Information supplied:
»»

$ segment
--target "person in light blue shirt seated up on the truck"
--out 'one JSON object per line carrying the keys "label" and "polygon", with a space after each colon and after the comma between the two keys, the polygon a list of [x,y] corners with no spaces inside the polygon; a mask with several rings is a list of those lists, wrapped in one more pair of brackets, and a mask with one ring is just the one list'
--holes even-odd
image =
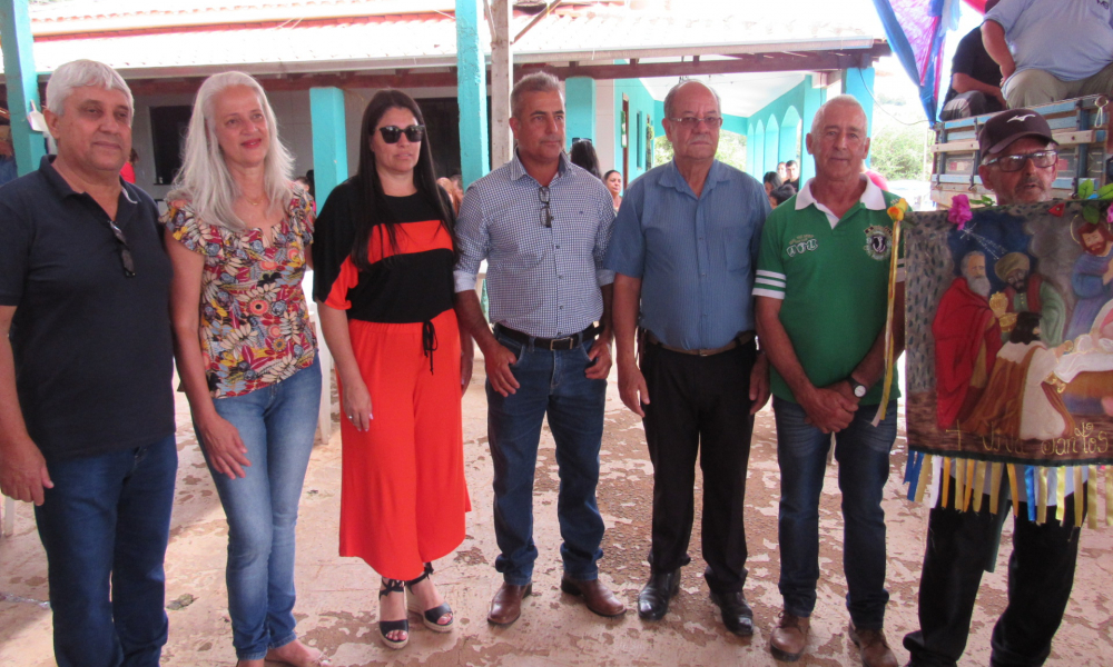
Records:
{"label": "person in light blue shirt seated up on the truck", "polygon": [[985,14],[982,41],[1011,109],[1113,90],[1109,0],[1002,0]]}

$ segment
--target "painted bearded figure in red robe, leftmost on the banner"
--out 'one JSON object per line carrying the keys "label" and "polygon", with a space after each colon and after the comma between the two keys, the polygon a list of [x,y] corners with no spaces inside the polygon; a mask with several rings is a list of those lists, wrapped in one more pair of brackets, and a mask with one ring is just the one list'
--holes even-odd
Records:
{"label": "painted bearded figure in red robe, leftmost on the banner", "polygon": [[939,428],[969,416],[985,390],[1002,346],[1001,326],[989,308],[985,253],[972,250],[959,262],[962,275],[943,295],[932,322]]}

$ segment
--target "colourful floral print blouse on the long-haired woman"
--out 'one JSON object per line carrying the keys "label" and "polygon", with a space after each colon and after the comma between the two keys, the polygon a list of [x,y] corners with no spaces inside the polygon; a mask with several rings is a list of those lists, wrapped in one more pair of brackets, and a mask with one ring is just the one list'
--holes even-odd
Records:
{"label": "colourful floral print blouse on the long-haired woman", "polygon": [[176,201],[161,222],[205,257],[200,344],[214,398],[243,396],[313,364],[316,339],[302,278],[313,241],[313,200],[294,190],[273,230],[234,231]]}

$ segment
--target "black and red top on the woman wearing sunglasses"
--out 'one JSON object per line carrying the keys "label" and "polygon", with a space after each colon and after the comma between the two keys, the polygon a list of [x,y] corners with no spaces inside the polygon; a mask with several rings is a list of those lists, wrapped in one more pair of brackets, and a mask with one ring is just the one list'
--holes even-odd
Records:
{"label": "black and red top on the woman wearing sunglasses", "polygon": [[[390,218],[398,222],[397,249],[392,248],[386,227],[377,225],[367,248],[371,270],[359,271],[352,260],[355,213],[362,206],[356,187],[348,180],[328,195],[314,233],[313,296],[347,310],[348,319],[427,323],[452,308],[452,237],[421,193],[384,199]],[[452,208],[446,209],[451,216]],[[451,227],[454,220],[449,222]]]}

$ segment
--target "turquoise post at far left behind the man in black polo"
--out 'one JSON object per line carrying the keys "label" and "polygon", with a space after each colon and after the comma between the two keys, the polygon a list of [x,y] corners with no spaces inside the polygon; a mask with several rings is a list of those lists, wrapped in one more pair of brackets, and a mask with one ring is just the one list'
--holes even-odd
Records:
{"label": "turquoise post at far left behind the man in black polo", "polygon": [[42,132],[33,131],[27,122],[31,103],[39,104],[39,76],[35,71],[35,54],[31,51],[33,40],[28,0],[0,0],[0,44],[3,47],[16,168],[23,176],[38,169],[42,156],[47,155]]}

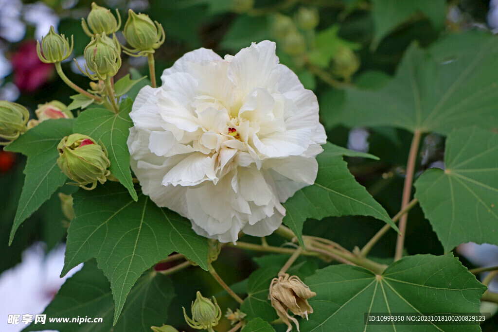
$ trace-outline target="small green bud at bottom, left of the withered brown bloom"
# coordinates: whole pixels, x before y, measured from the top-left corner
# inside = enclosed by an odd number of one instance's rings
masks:
[[[187,324],[197,330],[208,330],[218,325],[221,318],[221,309],[213,296],[214,304],[211,300],[203,297],[201,292],[197,292],[195,302],[192,302],[192,319],[187,316],[183,308],[183,316]]]

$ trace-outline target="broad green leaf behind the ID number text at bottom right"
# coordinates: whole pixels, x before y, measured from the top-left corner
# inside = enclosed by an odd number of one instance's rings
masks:
[[[365,313],[479,313],[486,286],[451,253],[415,255],[377,276],[359,266],[332,265],[306,278],[317,295],[301,331],[464,331],[461,325],[365,325]],[[481,331],[466,325],[465,331]]]

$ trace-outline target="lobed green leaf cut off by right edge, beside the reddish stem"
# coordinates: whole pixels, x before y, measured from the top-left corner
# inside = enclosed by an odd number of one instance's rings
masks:
[[[463,242],[498,244],[498,134],[455,130],[446,140],[446,170],[429,169],[415,197],[446,251]]]

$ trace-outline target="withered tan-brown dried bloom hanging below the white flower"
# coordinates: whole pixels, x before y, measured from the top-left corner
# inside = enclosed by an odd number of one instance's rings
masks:
[[[308,315],[313,313],[308,299],[313,296],[316,296],[316,293],[312,292],[301,279],[297,276],[289,277],[287,273],[283,273],[271,281],[268,300],[271,301],[271,306],[275,308],[278,317],[287,324],[287,332],[289,332],[292,330],[289,320],[294,322],[297,331],[299,331],[299,323],[289,315],[288,311],[308,320]]]

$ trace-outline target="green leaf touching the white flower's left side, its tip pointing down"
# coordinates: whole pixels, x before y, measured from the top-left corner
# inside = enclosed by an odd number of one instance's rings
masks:
[[[129,194],[136,201],[137,196],[131,179],[129,151],[126,144],[128,130],[133,124],[128,115],[132,105],[133,101],[127,98],[121,103],[118,114],[103,109],[86,110],[76,119],[74,132],[88,135],[104,144],[111,161],[109,170],[128,189]]]

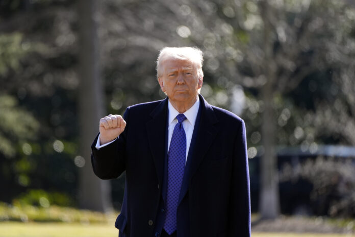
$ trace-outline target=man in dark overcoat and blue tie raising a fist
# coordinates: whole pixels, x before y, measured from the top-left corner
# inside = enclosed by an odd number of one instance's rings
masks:
[[[164,48],[157,75],[167,98],[100,119],[93,170],[126,172],[119,236],[250,236],[244,122],[200,96],[202,61],[198,49]]]

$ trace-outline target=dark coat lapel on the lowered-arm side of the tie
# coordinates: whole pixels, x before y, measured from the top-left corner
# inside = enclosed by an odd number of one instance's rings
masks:
[[[204,159],[218,132],[218,129],[215,126],[218,123],[218,120],[213,108],[201,95],[199,95],[199,98],[200,108],[199,116],[197,116],[199,121],[196,121],[191,139],[191,145],[193,145],[193,147],[190,145],[179,202],[184,198],[192,176]]]

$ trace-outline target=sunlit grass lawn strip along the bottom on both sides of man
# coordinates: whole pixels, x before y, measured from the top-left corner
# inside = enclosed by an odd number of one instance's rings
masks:
[[[0,222],[0,237],[117,237],[113,224]],[[354,237],[344,234],[253,233],[252,237]]]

««

The problem:
Return the records above verbatim, images excluded.

Answer to this task:
$ segment
--target "person in light blue shirt seated up on the truck"
--out 'one JSON object per line carrying the keys "label" and "polygon", with a space after each colon and after the comma between the two keys, the polygon a list of [x,y] corners with no spaces inside the polygon; a mask with several rings is a list of those lists, wrapped in one more pair of brackets, and a mask with one ring is just the one list'
--holes even-odd
image =
Records:
{"label": "person in light blue shirt seated up on the truck", "polygon": [[985,14],[982,41],[1011,109],[1113,90],[1109,0],[1002,0]]}

$ segment
--target "painted bearded figure in red robe, leftmost on the banner"
--out 'one JSON object per line carrying the keys "label" and "polygon", with a space after each colon and after the comma between the two keys, the polygon a list of [x,y] corners with no spaces inside the polygon; a mask with several rings is a list of those lists, wrapped in one more pair of brackets, and a mask with one ring is just the one list'
--holes even-odd
Records:
{"label": "painted bearded figure in red robe, leftmost on the banner", "polygon": [[939,428],[969,416],[985,390],[1002,346],[1001,326],[989,308],[985,253],[972,250],[959,262],[962,275],[943,295],[932,322]]}

$ segment
--target "colourful floral print blouse on the long-haired woman"
--out 'one JSON object per line carrying the keys "label" and "polygon", with a space after each colon and after the comma between the two keys, the polygon a list of [x,y] corners with no spaces inside the polygon; a mask with several rings is a list of those lists, wrapped in one more pair of brackets, and a mask with one ring is just the one list'
--holes even-odd
Records:
{"label": "colourful floral print blouse on the long-haired woman", "polygon": [[176,201],[161,222],[205,257],[200,344],[214,398],[243,396],[313,364],[316,339],[302,278],[313,241],[313,200],[294,190],[273,230],[234,231]]}

$ segment
--target "black and red top on the woman wearing sunglasses"
--out 'one JSON object per line carrying the keys "label" and "polygon", with a space after each colon and after the comma between the two keys, the polygon a list of [x,y] corners with no spaces inside the polygon; a mask with several rings is a list of those lists, wrapped in one more pair of brackets, and a mask with one ring is just the one list'
--holes even-odd
Records:
{"label": "black and red top on the woman wearing sunglasses", "polygon": [[[390,218],[398,222],[397,249],[392,248],[386,227],[377,225],[367,248],[371,270],[359,271],[352,260],[355,213],[362,206],[356,187],[348,180],[328,195],[314,233],[313,296],[347,310],[348,319],[427,323],[452,308],[452,237],[421,193],[384,199]],[[452,208],[446,209],[451,216]],[[451,227],[454,220],[449,222]]]}

$ segment
--target "turquoise post at far left behind the man in black polo"
--out 'one JSON object per line carrying the keys "label" and "polygon", with a space after each colon and after the comma between the two keys, the polygon a list of [x,y] corners with no spaces inside the polygon; a mask with several rings is a list of those lists, wrapped in one more pair of brackets, and a mask with one ring is just the one list'
--holes even-odd
Records:
{"label": "turquoise post at far left behind the man in black polo", "polygon": [[42,132],[33,131],[27,122],[31,103],[39,104],[39,76],[35,71],[35,54],[31,51],[33,40],[28,0],[0,0],[0,44],[3,47],[16,168],[23,176],[38,169],[42,156],[47,155]]}

$ trace-outline target="small green bud at bottom, left of the withered brown bloom"
# coordinates: whole pixels, x before y, measured from the top-left corner
# inside = enclosed by an odd number of one instance's rings
masks:
[[[187,324],[197,330],[208,330],[218,325],[221,318],[221,309],[213,296],[214,304],[211,300],[203,297],[201,292],[197,292],[195,302],[192,302],[192,319],[187,316],[183,308],[183,316]]]

$ trace-outline target="broad green leaf behind the ID number text at bottom right"
# coordinates: whole pixels, x before y, measured from the top-left corner
# inside = enclosed by an odd number of one instance's rings
masks:
[[[365,313],[479,313],[486,286],[451,253],[415,255],[377,276],[359,266],[332,265],[306,278],[317,295],[301,331],[464,331],[461,325],[365,325]],[[481,331],[466,325],[465,331]]]

$ trace-outline target="lobed green leaf cut off by right edge, beside the reddish stem"
# coordinates: whole pixels, x before y, measured from the top-left corner
# inside = enclosed by an odd number of one instance's rings
masks:
[[[463,242],[498,244],[498,134],[455,130],[446,140],[446,170],[429,169],[415,197],[446,251]]]

$ trace-outline target="withered tan-brown dried bloom hanging below the white flower"
# coordinates: whole pixels, x before y, measured from the top-left corner
# inside = enclosed by an odd number of one instance's rings
masks:
[[[308,315],[313,313],[308,299],[313,296],[316,296],[316,293],[312,292],[301,279],[297,276],[289,277],[287,273],[283,273],[271,281],[268,300],[271,301],[271,306],[275,308],[278,317],[287,324],[287,332],[289,332],[292,330],[289,320],[294,322],[297,331],[299,331],[299,323],[289,315],[288,311],[308,320]]]

$ trace-outline target="green leaf touching the white flower's left side, its tip pointing down"
# coordinates: whole pixels, x before y, measured from the top-left corner
# inside = enclosed by an odd number of one instance's rings
masks:
[[[129,194],[136,201],[137,196],[131,179],[129,151],[126,144],[128,130],[133,124],[128,115],[132,105],[133,101],[127,98],[121,103],[118,114],[103,109],[86,110],[76,119],[74,132],[88,135],[104,144],[111,161],[109,170],[128,189]]]

$ trace-outline target=man in dark overcoat and blue tie raising a fist
# coordinates: whole pixels, x before y, measured from the top-left corner
# inside = enclosed by an odd number of one instance's rings
masks:
[[[164,48],[157,75],[167,98],[100,119],[93,170],[126,172],[119,236],[250,236],[244,122],[200,96],[202,61],[198,49]]]

$ trace-outline target=dark coat lapel on the lowered-arm side of the tie
# coordinates: whole pixels, x before y, measured from the top-left corner
# inside = enclosed by an odd number of one instance's rings
masks:
[[[204,159],[218,132],[218,129],[215,126],[218,123],[218,120],[213,108],[201,95],[199,95],[199,98],[200,108],[199,116],[197,116],[199,121],[196,121],[191,139],[191,145],[193,145],[193,147],[190,145],[179,202],[184,198],[192,176]]]

$ trace-outline target=sunlit grass lawn strip along the bottom on both sides of man
# coordinates: whole pixels, x before y, measured from the top-left corner
# inside = enclosed by an odd number of one instance's rings
masks:
[[[0,222],[0,237],[117,237],[113,224]],[[354,237],[344,234],[253,233],[252,237]]]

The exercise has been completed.